_Text passage_
>>>

Turning Point USA club: You grew a brain cell.

Bird watching club: they did not plan on making watches for birds as advertised 

Indie music club: You’re not a gatekeeper or a gaslighter. Or they gatekept you from becoming  an official member and gaslighted you into believing you didn’t want to join. 

Pitt Amnesty: You voted for Donald Trump

Pitt Amnesia: What club?

Shuffleboard Club: you’re under the age of 65

Any LGBT club: they told you simply wearing large earrings and/or being on alt tiktok doesn’t actually make you LGBT 

Redeye Theater Project: not a bunch of stoners.

Pitt Men’s Glee club: When i told them i’m not gay they said “for now”

Gardening Club: You wanted to be a cottagecore ho but irl you can’t take care of a plant, or any other lifeform for that matter.

Olive Garden Club: we gott-a unlimited breadsticks, you must-a eat them all

Kenny BonBon’s Mani-pedi Mondays: You expected to unlock the truth of what on God’s green earth a “provost” is and why she keeps emailing us. You had no such luck.

Pitt Pole Dancing: You don’t have what it takes, which is a gorilla grip cooter. I do, though, lol. 

Classical Civilization Club: they promised you Catullus 16, but what you really got was Catullus 101.

Geography Club: They don’t even listen to Maps by Maroon 5

Austrian Club: After leaving the previous club, you were disappointed to find out that this one didn’t wanna throw shrimps on the barbie

Panther Fly Fishing Club: who makes fishing rods that small?

Quiz Bowl: there was no halftime show 

American Society of Highway Engineers: they said their way IS the highway

JUM PST ART: they did not actually plan to make much art

Pitt Celibacy Club: F me am I right

PGH Incel: You thought it stood for Intercollegiate Cellists. You were wrong, but you’ll never be the same.

<<<

_Source data_
>>>

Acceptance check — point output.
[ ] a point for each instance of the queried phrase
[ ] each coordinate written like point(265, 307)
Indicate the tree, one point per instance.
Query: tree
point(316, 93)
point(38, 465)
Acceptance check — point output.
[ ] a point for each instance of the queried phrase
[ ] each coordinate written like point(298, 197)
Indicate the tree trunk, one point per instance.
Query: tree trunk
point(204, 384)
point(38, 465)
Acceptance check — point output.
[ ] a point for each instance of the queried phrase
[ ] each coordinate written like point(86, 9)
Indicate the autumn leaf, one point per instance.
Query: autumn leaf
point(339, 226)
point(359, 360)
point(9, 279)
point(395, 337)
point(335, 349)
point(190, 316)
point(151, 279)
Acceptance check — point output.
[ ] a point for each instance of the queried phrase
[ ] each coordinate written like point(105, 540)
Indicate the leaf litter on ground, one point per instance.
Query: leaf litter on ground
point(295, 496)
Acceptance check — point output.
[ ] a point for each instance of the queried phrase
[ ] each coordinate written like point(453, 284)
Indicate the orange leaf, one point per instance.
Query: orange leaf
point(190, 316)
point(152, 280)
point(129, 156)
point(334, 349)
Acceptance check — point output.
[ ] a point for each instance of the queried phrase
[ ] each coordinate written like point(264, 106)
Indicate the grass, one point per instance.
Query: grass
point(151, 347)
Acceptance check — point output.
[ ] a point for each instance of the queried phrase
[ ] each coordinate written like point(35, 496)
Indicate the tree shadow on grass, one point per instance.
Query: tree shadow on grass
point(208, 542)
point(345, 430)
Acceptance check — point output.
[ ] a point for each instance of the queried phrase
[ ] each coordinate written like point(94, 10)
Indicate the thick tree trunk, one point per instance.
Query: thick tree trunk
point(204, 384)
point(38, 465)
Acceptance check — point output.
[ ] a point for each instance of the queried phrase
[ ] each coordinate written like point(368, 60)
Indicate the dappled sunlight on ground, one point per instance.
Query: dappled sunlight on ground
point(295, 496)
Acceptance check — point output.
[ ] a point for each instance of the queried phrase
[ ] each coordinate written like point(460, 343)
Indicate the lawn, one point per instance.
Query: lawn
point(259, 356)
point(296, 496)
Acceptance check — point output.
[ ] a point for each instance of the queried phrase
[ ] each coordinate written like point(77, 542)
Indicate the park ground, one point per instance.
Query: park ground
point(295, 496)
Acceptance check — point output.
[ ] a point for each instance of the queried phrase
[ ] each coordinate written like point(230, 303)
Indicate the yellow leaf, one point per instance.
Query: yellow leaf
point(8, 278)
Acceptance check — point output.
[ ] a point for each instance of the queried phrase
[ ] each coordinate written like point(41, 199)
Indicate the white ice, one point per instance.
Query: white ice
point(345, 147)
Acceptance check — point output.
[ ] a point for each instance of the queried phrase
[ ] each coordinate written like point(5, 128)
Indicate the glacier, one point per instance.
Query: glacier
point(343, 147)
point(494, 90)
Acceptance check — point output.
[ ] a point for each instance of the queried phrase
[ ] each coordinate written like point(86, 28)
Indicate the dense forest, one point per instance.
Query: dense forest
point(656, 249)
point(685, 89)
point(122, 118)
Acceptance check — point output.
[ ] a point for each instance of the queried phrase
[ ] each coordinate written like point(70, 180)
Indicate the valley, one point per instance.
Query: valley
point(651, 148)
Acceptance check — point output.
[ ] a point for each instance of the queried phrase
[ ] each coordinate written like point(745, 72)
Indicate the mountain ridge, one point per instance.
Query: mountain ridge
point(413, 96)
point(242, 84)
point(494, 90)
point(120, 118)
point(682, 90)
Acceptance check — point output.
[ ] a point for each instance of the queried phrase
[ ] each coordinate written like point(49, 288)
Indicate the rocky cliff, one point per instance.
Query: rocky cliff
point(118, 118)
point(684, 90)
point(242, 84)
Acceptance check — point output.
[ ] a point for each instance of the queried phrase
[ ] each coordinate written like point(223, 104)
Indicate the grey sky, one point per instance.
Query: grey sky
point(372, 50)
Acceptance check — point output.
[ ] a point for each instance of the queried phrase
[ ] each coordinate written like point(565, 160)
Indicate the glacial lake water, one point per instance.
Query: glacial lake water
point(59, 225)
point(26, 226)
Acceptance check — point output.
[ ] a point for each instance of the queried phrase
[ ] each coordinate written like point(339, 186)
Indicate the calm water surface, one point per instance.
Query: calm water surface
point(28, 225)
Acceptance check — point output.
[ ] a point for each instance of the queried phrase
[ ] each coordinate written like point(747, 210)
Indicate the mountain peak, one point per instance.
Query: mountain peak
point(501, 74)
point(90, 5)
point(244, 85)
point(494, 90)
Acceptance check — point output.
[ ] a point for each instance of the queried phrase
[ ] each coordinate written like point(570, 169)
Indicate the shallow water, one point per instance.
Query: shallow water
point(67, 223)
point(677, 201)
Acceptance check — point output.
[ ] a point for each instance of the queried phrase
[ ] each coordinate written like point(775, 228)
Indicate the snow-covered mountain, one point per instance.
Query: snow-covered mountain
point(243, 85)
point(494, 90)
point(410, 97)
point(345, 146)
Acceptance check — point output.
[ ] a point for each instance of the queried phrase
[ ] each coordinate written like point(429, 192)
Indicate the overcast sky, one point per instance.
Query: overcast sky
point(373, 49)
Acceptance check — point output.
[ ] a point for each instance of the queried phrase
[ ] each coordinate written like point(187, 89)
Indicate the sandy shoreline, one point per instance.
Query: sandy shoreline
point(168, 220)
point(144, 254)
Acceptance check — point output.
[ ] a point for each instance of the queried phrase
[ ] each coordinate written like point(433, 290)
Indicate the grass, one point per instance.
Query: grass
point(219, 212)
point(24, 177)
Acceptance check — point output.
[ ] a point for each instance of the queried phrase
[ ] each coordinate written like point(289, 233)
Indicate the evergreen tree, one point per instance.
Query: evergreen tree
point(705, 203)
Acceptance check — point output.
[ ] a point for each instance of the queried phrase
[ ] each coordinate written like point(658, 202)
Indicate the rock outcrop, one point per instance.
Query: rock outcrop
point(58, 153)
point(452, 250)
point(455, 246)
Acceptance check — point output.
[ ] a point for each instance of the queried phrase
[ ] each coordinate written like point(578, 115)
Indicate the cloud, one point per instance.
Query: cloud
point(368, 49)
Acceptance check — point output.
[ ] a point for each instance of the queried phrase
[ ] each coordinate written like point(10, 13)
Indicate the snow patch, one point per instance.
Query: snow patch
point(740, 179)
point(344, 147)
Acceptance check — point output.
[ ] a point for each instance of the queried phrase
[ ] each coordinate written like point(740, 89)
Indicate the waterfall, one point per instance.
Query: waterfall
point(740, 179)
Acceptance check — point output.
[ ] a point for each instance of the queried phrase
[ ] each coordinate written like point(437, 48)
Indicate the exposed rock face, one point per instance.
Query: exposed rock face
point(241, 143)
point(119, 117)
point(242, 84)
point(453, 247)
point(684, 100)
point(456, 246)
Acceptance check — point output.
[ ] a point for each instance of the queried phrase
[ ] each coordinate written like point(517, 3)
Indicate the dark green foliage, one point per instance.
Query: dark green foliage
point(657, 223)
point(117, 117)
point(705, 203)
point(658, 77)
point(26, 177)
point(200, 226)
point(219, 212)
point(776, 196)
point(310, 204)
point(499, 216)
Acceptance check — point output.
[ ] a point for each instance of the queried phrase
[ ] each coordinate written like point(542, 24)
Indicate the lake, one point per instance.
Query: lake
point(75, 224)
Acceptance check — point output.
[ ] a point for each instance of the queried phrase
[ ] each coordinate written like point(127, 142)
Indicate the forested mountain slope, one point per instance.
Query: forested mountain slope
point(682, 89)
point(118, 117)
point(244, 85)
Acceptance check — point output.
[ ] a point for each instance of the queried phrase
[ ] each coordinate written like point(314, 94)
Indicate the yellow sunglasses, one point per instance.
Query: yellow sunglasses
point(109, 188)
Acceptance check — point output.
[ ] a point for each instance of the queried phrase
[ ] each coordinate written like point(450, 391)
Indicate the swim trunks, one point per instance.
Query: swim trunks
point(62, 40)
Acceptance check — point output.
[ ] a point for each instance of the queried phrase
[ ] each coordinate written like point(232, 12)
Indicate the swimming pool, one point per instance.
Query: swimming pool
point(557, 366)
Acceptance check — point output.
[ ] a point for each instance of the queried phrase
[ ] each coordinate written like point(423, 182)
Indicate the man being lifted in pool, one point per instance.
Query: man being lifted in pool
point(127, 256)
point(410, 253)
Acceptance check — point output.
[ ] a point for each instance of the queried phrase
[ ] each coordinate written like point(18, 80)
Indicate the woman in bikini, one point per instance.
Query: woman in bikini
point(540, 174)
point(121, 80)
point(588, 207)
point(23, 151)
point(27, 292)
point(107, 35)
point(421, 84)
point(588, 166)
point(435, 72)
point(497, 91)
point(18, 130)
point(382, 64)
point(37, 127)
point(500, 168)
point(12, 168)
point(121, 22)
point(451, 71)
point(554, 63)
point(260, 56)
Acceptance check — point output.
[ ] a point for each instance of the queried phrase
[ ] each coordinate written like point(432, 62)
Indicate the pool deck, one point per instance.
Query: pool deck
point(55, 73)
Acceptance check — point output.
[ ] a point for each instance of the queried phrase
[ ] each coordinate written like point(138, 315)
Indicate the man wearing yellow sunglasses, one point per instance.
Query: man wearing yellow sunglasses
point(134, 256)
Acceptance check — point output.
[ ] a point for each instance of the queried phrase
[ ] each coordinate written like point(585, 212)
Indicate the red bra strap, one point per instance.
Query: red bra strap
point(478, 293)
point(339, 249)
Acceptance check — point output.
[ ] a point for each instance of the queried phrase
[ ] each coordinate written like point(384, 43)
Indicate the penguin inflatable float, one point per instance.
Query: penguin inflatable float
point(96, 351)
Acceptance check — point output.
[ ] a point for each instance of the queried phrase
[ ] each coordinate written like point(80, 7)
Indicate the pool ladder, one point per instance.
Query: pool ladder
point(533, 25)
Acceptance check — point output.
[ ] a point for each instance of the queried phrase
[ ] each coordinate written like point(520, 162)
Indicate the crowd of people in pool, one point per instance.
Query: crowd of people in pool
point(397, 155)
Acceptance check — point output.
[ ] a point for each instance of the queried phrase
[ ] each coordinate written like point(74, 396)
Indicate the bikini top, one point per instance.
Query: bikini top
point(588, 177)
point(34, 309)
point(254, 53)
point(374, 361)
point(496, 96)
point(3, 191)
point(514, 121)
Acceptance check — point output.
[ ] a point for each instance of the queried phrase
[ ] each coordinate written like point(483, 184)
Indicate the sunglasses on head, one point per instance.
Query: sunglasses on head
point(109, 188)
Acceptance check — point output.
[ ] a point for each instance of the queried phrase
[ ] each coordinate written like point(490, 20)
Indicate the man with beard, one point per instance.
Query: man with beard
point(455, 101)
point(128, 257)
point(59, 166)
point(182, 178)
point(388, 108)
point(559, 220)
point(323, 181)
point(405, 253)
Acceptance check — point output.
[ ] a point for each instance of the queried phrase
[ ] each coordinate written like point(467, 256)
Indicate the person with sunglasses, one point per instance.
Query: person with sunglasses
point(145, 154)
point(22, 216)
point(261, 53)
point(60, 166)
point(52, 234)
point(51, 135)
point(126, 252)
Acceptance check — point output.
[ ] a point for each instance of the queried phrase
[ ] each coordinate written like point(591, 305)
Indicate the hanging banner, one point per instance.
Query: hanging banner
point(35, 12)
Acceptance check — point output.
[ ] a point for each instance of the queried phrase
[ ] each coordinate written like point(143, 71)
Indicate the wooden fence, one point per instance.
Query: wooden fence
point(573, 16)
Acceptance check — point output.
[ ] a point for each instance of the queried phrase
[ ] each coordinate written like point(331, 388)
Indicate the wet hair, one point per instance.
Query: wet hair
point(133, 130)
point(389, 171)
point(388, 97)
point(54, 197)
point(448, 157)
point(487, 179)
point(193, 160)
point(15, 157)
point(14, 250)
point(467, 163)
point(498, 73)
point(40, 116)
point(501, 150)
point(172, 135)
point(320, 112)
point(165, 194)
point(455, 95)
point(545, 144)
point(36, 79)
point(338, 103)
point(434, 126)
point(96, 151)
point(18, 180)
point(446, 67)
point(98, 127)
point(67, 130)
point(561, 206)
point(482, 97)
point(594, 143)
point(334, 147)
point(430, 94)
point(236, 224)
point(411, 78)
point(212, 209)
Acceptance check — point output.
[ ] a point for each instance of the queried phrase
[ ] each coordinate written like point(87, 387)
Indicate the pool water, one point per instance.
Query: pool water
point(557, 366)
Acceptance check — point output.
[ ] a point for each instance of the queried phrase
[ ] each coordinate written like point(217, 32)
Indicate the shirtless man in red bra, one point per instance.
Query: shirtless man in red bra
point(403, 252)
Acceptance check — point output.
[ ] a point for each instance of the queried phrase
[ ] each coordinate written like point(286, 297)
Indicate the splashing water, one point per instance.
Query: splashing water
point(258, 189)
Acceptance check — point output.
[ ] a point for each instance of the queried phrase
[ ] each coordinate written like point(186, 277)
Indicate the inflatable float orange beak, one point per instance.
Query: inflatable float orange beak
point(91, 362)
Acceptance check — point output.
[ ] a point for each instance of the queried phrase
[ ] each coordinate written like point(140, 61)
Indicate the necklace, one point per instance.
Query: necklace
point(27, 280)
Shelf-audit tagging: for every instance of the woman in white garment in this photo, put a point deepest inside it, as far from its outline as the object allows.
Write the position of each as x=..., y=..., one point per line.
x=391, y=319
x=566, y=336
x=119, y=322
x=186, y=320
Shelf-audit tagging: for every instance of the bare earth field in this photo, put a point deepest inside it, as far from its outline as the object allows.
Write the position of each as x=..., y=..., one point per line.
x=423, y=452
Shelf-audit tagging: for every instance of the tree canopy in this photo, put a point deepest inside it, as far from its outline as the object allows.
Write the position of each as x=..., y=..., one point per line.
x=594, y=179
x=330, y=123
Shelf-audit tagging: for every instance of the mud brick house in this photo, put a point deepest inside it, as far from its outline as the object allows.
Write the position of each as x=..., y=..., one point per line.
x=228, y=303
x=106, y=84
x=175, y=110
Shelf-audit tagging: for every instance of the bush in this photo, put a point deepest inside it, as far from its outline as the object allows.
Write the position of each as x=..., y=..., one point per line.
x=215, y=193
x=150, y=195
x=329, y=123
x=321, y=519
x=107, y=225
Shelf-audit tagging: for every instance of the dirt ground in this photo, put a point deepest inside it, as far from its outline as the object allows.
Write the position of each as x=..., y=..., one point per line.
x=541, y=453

<<<

_What needs to be done_
Continue the joke list of Pitt clubs from its last entry.

_Task answer_
Pitt ROTC: You thought it stood for Recreational Octogenarian Tag Championship

Model UN: You had the idiotic idea of trusting Sweden.

Pitt Crossfit: You don’t have what it takes to be on American Ninja Warrior

Pitt E-Sports: No one wears deodorant

Pitt Billiards Club: What nerd calls it billiards? 

Anti-Maskers of Lower Campus: R.I.P. Gone, but not forgotten

Panther Central: You picked up the phone too early. Fired.

Pitt Emergency Club: You get kicked out of your dorm in the middle of Calculus homework because some idiot on the 4th floor pulled the fire alarm

Flex@Pitt: You thought you could learn a second language over Zoom, now you have a -0.37 GPA

Spoon Pittsburgh: You thought you might finally have some loving, human interaction. You left with a full stomach, but a hole in your heart.

Pitt Dance Marathon: Who hurt you? 

Pitt Inquisitorial Squad: You thought you would at least get extra credit for being Gallagator’s personal spy, but you don’t even get a wand :(

The Pitt News: you can get PAID for being in a club? And it’s MINIMUM WAGE?

Pitt EMS: you thought it stood for Extreme Men’s Sports. It doesn’t.

Ice-Cream Sundays: You aren’t actually allowed to eat the ice cream

Pitt Philosophy: They started talking about Sigmund Freud

Pitt Ping Pong Team: It was just a scam in order to get enough funding to go to a really expensive restaurant. 

Pitt Hikes: All they do is walk up and down cardiac hill.

PEN-Fifteen Club: they wrote it on your hand and suddenly you realized.

Jazz Club: it’s about the meetings you don’t go to.

Pitt Cthulhu Club: c̴̳̳̾̐t̶̰̐̏h̴͎̟̆͗̐̕ͅu̵͈͖͎̮͑͊͐l̷̝̓̍h̵̫͕̣̞̒͑̈́ṳ̷̑ ̷͇͂f̵̠̗͛̊͛̀’̸̜̔t̴̯͘ä̸̘̳͉̑̿ģ̵̪͉̍̂h̵̜͈̠̫͒̕n̷̪͝

Project Potter: You were the only person sorted into Ravenclaw and all they do are house activities so it’s just you awkwardly solving puzzles by yourself in a breakout room while the board members watch. This is not based on a true story. 

Game Dev Club: You thought playing Nintendogs made you a gamer.

Pitt Musical Theater Club: *gay panic*

Musical appreciation club: How does a bastard orphan son of a whore and a scotsman dropped in the middle of a forgotten spot in the caribbean by providence impoverished in squalor grow up to run such a horrible club

USITT: u stand.

UPTV: They wouldn’t let you produce your idea for a reboot of the cult classic “the room”

Student alumni association: You weren’t an overachiever in high school that got rejected from Cornell and ended up at their safety. 

PITTWAP: You didn’t realize that it stood for “we are panthers” 

Pittiful News: you read any of our articles.